:: ОТРЫВОК СО СТРАНИЦЫ ::
Высоцкий не создавал мифологию, как Визбор. (И был прав в этом. Мифотворчество Визбора оказалось бесплодным и плоским. Его «советизм» измышлен потому, что под ним текла не кровь, а в лучшем случае – «гнусное что-то, похожее на «Каберне»). Высоцкий же поступал так, как и положено настоящему писателю, из тех, что остаются в памяти читателей навсегда – открывал двери своего подсознания эманациям из глубин всеобщего бессознательного. «Советизм» Высоцкого был истинным, потому что он совпал с той версией «советизма», которую для самого себя изобрел русский народ. С версией, при которой «советчина» оказывалась просто изнанкой русской души, вытащенным на поверхность дерьмом, копившимся в течение столетий и наконец-то реализовавшимся в виде унылого СССР хрущевско-брежневских времен.

:: ЗАДАНИЕ A ::
Переведите на английский язык предложение «Мифотворчество Визбора оказалось бесплодным и плоским» из отрывка о Высоцком и Визборе.
:: ЗАДАНИЕ B ::
Пожалуйста, воспроизведите дословно участок отрывка о Высоцком и Визборе от слов «Высоцкий не создавал» до слов «СССР хрущевско-брежневских времен.» включительно.

:: ЗАПИСИ ::
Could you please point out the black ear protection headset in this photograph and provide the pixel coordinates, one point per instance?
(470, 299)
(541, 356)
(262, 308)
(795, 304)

:: ОТВЕТ A ::
Vizbor's myth-making turned out to be barren and flat.

:: ОТВЕТ B ::
Высоцкий не создавал мифологию, как Визбор. (И был прав в этом. Мифотворчество Визбора оказалось бесплодным и плоским. Его «советизм» измышлен потому, что под ним текла не кровь, а в лучшем случае – «гнусное что-то, похожее на «Каберне»). Высоцкий же поступал так, как и положено настоящему писателю, из тех, что остаются в памяти читателей навсегда – открывал двери своего подсознания эманациям из глубин всеобщего бессознательного. «Советизм» Высоцкого был истинным, потому что он совпал с той версией «советизма», которую для самого себя изобрел русский народ. С версией, при которой «советчина» оказывалась просто изнанкой русской души, вытащенным на поверхность дерьмом, копившимся в течение столетий и наконец-то реализовавшимся в виде унылого СССР хрущевско-брежневских времен.